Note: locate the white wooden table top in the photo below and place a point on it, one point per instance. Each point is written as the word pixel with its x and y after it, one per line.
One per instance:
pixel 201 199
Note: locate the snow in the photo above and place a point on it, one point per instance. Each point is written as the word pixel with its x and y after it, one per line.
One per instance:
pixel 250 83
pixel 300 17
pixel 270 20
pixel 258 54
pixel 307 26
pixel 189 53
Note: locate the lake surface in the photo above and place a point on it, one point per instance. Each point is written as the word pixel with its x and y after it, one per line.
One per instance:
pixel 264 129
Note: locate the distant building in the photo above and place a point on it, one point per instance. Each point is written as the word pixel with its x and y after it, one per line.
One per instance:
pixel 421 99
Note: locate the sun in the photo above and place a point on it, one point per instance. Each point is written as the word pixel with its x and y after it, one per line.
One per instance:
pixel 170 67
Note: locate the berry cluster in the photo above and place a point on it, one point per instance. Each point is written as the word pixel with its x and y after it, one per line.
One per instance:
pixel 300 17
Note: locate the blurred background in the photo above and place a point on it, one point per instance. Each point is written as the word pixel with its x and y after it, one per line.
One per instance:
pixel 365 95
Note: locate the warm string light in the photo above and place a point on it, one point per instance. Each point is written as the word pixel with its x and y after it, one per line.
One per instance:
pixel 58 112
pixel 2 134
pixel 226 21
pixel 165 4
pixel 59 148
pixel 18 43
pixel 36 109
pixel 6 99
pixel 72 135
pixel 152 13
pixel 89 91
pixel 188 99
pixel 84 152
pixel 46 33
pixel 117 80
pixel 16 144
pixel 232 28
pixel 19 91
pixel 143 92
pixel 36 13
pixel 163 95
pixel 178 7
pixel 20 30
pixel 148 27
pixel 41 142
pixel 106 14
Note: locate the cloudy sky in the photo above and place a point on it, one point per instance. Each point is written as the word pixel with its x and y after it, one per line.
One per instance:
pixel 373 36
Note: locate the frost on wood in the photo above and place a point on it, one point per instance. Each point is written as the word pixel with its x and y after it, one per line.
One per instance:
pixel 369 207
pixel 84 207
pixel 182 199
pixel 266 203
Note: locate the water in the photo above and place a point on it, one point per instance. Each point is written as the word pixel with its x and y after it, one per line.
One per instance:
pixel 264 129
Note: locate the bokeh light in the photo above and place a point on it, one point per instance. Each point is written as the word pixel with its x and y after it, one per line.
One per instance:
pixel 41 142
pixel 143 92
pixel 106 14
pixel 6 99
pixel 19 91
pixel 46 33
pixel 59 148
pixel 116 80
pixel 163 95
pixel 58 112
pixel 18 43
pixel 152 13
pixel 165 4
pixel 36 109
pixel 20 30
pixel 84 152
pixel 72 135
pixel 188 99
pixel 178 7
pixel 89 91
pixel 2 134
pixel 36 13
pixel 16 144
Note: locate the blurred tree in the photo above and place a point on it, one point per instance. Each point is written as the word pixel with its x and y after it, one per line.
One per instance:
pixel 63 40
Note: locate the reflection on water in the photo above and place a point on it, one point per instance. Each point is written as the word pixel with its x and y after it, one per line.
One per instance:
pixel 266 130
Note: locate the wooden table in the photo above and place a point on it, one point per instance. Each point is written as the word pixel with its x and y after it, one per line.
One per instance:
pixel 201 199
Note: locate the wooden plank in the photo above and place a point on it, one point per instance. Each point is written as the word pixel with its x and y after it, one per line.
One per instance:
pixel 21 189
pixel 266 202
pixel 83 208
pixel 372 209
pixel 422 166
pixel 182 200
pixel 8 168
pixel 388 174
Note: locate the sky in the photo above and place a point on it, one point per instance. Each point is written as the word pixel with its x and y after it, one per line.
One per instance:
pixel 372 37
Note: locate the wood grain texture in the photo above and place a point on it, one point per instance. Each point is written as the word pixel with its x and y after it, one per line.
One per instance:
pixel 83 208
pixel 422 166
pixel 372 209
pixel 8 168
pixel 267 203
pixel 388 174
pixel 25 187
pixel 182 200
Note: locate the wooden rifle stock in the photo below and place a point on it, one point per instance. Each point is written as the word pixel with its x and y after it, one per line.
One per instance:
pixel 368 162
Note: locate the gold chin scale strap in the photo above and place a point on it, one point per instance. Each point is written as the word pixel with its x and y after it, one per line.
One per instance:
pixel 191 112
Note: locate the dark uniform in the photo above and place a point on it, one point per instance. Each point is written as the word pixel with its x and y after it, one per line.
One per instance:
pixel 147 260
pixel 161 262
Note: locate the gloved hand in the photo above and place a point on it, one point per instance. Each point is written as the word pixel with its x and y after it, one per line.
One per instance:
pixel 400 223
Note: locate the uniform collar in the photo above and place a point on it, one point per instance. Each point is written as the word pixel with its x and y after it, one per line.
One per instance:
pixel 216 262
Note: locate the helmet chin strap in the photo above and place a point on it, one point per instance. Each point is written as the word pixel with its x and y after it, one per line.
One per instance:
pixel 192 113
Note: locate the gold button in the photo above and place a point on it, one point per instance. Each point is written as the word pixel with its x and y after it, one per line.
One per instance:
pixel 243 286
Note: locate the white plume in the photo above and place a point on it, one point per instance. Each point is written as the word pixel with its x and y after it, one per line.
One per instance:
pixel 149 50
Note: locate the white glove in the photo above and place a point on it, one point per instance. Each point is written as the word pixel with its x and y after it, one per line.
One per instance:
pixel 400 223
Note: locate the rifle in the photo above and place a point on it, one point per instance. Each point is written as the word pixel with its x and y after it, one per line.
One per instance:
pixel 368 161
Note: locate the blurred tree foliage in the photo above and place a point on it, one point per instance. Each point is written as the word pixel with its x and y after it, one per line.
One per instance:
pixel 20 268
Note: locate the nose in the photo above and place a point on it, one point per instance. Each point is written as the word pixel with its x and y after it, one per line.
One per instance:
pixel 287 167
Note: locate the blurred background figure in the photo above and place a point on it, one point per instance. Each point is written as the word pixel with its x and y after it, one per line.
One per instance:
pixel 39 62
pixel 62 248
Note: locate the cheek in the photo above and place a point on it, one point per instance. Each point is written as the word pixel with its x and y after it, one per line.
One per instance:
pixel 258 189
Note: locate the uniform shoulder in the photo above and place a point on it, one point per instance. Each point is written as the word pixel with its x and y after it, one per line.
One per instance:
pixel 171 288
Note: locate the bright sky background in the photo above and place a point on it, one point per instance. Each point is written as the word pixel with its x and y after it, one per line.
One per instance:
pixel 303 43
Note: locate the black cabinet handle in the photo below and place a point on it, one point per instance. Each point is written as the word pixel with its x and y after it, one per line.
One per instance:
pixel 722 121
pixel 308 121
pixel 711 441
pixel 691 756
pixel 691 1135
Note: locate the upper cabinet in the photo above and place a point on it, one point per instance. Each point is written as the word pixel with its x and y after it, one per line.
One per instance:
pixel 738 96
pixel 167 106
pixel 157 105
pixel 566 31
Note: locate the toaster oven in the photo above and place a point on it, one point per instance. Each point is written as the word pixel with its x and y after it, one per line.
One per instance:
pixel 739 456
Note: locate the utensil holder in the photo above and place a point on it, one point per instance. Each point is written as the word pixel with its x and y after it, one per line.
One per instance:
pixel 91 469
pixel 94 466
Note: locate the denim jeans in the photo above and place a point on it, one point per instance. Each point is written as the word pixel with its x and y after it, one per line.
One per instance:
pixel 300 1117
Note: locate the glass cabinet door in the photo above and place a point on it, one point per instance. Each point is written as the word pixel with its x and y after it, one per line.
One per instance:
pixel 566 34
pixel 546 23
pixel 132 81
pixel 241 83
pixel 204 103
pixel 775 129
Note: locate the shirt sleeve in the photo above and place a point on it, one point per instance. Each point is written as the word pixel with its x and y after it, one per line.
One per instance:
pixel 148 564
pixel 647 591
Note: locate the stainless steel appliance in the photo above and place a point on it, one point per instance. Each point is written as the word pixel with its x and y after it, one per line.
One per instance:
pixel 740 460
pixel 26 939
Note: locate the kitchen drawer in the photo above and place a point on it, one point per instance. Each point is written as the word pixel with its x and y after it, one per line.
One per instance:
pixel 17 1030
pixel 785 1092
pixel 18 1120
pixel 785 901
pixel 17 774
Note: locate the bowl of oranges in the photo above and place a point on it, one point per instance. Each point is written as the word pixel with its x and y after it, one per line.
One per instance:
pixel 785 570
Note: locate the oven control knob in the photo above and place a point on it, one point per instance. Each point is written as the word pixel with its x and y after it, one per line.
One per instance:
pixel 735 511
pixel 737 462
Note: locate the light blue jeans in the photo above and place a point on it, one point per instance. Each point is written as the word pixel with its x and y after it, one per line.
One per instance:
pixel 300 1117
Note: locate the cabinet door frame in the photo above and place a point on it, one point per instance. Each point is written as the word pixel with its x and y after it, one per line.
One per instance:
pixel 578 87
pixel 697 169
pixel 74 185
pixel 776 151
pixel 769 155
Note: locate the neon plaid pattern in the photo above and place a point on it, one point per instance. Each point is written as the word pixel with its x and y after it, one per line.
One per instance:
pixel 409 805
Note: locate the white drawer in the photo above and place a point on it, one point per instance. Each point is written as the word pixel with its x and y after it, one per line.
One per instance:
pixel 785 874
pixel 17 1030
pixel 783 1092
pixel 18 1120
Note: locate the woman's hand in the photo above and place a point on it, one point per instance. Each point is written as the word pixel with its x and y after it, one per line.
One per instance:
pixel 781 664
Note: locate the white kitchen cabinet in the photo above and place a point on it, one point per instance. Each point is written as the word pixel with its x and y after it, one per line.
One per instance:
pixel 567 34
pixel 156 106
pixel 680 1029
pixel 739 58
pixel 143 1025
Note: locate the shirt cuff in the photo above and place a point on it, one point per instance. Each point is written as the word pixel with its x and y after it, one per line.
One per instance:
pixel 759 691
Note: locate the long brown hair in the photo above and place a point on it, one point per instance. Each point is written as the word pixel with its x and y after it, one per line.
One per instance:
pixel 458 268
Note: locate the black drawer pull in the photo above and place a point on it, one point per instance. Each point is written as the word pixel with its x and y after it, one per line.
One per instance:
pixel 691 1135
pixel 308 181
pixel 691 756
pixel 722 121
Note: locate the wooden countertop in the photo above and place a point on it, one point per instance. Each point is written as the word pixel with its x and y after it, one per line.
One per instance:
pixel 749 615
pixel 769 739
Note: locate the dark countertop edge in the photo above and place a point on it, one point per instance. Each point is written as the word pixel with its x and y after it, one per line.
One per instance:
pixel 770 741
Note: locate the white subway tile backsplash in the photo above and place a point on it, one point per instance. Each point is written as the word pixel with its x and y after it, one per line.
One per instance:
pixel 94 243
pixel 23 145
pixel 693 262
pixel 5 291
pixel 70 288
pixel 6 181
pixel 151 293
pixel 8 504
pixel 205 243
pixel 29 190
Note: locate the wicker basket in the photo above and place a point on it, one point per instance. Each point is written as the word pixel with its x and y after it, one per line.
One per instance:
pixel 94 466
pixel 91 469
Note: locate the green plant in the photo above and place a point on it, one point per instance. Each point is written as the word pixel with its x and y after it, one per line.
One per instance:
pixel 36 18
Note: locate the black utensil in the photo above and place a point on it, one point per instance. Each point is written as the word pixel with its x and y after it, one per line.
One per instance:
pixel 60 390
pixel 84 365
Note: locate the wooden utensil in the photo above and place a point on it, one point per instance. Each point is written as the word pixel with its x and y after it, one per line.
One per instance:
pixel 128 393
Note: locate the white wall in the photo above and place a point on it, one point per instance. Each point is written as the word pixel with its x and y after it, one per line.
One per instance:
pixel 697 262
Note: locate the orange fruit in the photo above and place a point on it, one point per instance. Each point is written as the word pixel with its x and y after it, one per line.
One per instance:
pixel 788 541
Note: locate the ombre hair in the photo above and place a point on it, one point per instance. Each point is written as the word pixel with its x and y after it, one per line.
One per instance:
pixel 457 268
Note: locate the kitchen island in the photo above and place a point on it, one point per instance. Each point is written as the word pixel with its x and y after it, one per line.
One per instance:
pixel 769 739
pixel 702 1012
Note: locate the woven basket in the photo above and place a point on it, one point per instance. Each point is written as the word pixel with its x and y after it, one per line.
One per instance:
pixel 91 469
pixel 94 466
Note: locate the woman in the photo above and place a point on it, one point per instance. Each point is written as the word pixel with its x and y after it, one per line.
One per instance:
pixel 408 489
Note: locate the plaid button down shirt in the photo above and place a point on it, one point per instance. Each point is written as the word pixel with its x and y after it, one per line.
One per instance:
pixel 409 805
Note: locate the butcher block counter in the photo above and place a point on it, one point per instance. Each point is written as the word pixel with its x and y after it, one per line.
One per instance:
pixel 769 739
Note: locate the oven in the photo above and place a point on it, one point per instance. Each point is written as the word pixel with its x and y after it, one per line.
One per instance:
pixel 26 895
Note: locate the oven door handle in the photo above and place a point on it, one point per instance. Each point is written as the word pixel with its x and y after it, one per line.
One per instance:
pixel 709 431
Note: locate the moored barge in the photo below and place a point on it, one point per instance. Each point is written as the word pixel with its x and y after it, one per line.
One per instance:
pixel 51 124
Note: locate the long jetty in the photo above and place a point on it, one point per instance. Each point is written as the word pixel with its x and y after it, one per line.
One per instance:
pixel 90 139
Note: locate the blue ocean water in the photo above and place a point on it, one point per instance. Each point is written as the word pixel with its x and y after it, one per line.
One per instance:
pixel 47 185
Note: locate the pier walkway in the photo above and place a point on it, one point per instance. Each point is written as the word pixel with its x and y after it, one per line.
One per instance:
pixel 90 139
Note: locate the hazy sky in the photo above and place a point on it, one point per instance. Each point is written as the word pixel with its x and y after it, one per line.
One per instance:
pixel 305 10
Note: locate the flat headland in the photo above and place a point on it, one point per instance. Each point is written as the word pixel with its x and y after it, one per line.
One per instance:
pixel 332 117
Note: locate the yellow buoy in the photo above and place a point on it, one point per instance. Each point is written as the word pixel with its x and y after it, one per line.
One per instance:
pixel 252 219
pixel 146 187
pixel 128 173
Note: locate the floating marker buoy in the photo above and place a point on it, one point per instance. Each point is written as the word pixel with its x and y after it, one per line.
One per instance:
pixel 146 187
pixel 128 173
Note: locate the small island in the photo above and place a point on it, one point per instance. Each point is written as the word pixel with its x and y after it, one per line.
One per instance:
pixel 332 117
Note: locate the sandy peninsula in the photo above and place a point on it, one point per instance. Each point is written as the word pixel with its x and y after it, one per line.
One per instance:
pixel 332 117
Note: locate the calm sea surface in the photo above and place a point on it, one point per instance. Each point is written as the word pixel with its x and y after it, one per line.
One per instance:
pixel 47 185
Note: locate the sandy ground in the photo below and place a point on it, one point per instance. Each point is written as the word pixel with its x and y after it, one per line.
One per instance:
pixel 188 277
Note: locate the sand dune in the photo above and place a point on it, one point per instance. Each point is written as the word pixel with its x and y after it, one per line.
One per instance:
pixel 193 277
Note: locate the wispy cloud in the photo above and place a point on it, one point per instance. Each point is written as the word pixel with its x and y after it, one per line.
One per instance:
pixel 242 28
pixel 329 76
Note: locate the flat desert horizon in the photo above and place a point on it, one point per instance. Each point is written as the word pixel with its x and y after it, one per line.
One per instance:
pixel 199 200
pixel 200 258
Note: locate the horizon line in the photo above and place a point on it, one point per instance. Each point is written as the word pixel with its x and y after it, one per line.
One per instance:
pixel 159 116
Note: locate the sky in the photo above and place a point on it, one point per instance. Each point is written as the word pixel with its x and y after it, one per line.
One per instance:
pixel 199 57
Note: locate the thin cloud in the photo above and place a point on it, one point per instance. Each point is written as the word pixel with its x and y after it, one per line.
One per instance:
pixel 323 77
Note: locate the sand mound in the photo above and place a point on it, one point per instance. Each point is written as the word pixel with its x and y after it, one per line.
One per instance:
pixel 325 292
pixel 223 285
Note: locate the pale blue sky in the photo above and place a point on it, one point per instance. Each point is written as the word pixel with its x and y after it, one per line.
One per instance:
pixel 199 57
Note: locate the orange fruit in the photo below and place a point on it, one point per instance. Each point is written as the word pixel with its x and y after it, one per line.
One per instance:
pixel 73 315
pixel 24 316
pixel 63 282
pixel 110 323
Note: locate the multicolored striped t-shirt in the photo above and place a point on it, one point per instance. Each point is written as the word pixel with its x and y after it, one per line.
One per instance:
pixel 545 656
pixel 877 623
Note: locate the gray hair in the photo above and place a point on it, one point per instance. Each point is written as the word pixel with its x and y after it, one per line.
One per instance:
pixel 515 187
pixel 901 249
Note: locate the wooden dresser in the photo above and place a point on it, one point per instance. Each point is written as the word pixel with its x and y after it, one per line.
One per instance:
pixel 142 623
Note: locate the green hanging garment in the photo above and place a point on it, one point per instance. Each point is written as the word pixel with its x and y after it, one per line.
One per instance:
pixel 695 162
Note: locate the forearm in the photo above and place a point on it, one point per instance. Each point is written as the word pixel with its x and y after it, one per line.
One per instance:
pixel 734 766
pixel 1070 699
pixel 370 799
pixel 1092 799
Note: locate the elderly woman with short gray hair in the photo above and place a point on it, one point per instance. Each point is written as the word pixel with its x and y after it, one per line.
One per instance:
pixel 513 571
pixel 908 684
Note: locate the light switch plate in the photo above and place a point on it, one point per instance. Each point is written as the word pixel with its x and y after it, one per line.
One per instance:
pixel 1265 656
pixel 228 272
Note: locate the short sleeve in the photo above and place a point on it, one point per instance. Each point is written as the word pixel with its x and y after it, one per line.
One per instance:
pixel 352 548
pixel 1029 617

######

> _Directions_:
The first line of the entries above and every line after it, up to and including the line with "Note: locate the snow", should be set down exactly.

> _The answer_:
Note: locate the white wooden table top in the photo below and place a point on it, one point per instance. Each point is written as the word pixel with its x and y after it, one per line.
One per instance:
pixel 201 199
Note: locate the snow in the photo above and place a point on it, one point per instance. Each point is written as the word pixel with its x and y after it, one per line.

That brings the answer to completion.